**KUTIPAN TEKS:**
Usaha Mikro Kecil Menengah (UMKM) memiliki peran vital dalam perekonomian Indonesia.
Menurut Siaran Pers Kementerian Koordinator Bidang Perekonomian Republik Indonesia pada 1 Oktober 2022, kontribusi UMKM terhadap Produk Domestik Bruto (PDB) mencapai 60,5% dan penyerapan tenaga kerja mencangkup 96,9% dari total penyerapan tenaga kerja nasional.
Mengingat bahwa keberadaan UMKM tidak akan pernah punah, pemerintah terus berupaya untuk memberdayakan berbagai bentuk UMKM, evolusi digitalisasi warung di Indonesia.
Hal ini dilakukan agar warung-warung di Indonesia menjadi lebih efektif dari segi persediaan maupun penjualan.
Saat ini juga sedang berkembang kerja sama antara warung dengan berbagai e-commerce, sehingga hal ini menjadi potensi yang besar bagi UMKM dan startup di Indonesia untuk terus berinovasi mengembangkan bisnisnya.
Pada 2020 lalu, Gojek resmi mengumumkan GoToko, platform business-to-business (B2B) yang menghubungkan warung kelontong dengan pihak distributor dan produsen barang kemasan. Seperti diketahui, GoToko merupakan perusahaan joint venture antara GoTo dengan Unilever.
Melalui GoToko, pemilik warung dapat memesan berbagai macam produk konsumsi dari berbagai merk dengan harga yang lebih kompetitif dan transparan.
CEO dan President Director GoToko, Gurnoor Singh Dhillon, menjelaskan bahwa, warung sudah terbukti tahan banting, baik ketika ada pandemi Covid-19 hingga krisis bahan pangan akibat perang antara Rusia dan Ukraina.
GoToko berupaya untuk menjadikan teknologi digital sebagai basis dari warung-warung di Indonesia, sehingga ia yakin bahwa warung akan dapat bertahan di kala rumor resesi tahun 2023.
"Indonesia merupakan pasar yang terus bertumbuh dan warung merupakan salah satu kebutuhan sehari-hari, sehingga warung masih bisa berkembang di tengah ancaman resesi global," ujar Gurnoor di Warehouse GoToko, Rabu (23/11/2022).

**DATA YANG DIBERIKAN:**
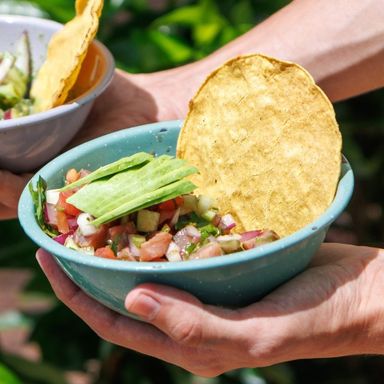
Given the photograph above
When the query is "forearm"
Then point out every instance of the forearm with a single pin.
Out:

**PERTANYAAN UNTUK DIJAWAB:**
• a. Kutip bagian teks tentang digitalisasi warung mulai dari "Hal ini dilakukan" hingga "kompetitif dan transparan.", tanpa mengubah satu kata pun.
• b. Lanjutkan teks tentang digitalisasi warung, dimulai setelah kalimat terakhirnya.
Materi yang disertakan tidak perlu dipakai sama sekali.

**JAWABAN BERURUTAN:**
• a.
Hal ini dilakukan agar warung-warung di Indonesia menjadi lebih efektif dari segi persediaan maupun penjualan.
Saat ini juga sedang berkembang kerja sama antara warung dengan berbagai e-commerce, sehingga hal ini menjadi potensi yang besar bagi UMKM dan startup di Indonesia untuk terus berinovasi mengembangkan bisnisnya.
Pada 2020 lalu, Gojek resmi mengumumkan GoToko, platform business-to-business (B2B) yang menghubungkan warung kelontong dengan pihak distributor dan produsen barang kemasan. Seperti diketahui, GoToko merupakan perusahaan joint venture antara GoTo dengan Unilever.
Melalui GoToko, pemilik warung dapat memesan berbagai macam produk konsumsi dari berbagai merk dengan harga yang lebih kompetitif dan transparan.

• b.
Di Indonesia sendiri terdapat 3,6 juta warung yang tersebar di 34 provinsi. Dari jumlah tersebut, diperkirakan hanya sekitar 500.000-700.000 warung yang telah dilayani oleh brand principals atau FMCG. Artinya, masih ada 2,5 juta warung yang belum terkoneksi dengan brand principals.
Brand principals (produsen) biasanya hanya menunjuk satu distributor yang bisa fokus dalam pendistribusian produk dalam wilayah tertentu.
Adanya persaingan yang semakin ketat juga mengharuskan warung terkoneksi dengan perusahaan FMCG (fast moving consumer goods), atau perusahaan yang memperjualbelikan produk yang sangat laris, terjual cepat, dengan harga yang terjangkau.
Warung-warung yang belum terhubung dengan brand principals atau biasa disebut underserved retailers itu selama ini membeli kebutuhannya melalui banyak distributor.
Hal ini mengakibatkan ketidakefisienan pembelian persediaan dan harga pembelian yang mereka dapatkan juga kurang kompetitif, sehingga biaya modal yang dikeluarkan pemilik warung menjadi lebih besar.
“GoToko hadir untuk membantu warung yang underserved retailers itu dalam mengembangkan bisnisnya. Kami hadir bukan sebagai disruptor, melainkan enabler yang bertujuan untuk melengkapi kebutuhan underserved retailers menyempurnakan layanan mereka dalam memenuhi kebutuhan sehari-hari pelanggannya,” lanjut Gurnoor.
Untuk mengoptimalkan layanannya, GoToko didukung oleh delapan warehouse dan tiga penghubung. Saat ini, GoToko telah hadir di 37 Kabupaten/Kota pada 13 cluster di wilayah Jabodetabek, Jawa Barat, Jawa Tengah, DI Yogyakarta, Jawa Timur dan Bali.
Tidak bisa dibantah bahwa keberadaan warung dekat dengan masyarakat. Oleh karena itu, kinerja warung menentukan pemenuhan persediaan produk konsumsi. Semakin efektif dan efisien warung dalam membeli persediaan produk, maka akan semakin menekan modal awal, sehingga mereka dapat mendapatkan harga yang kompetitif untuk dapat bersaing secara nasional maupun global.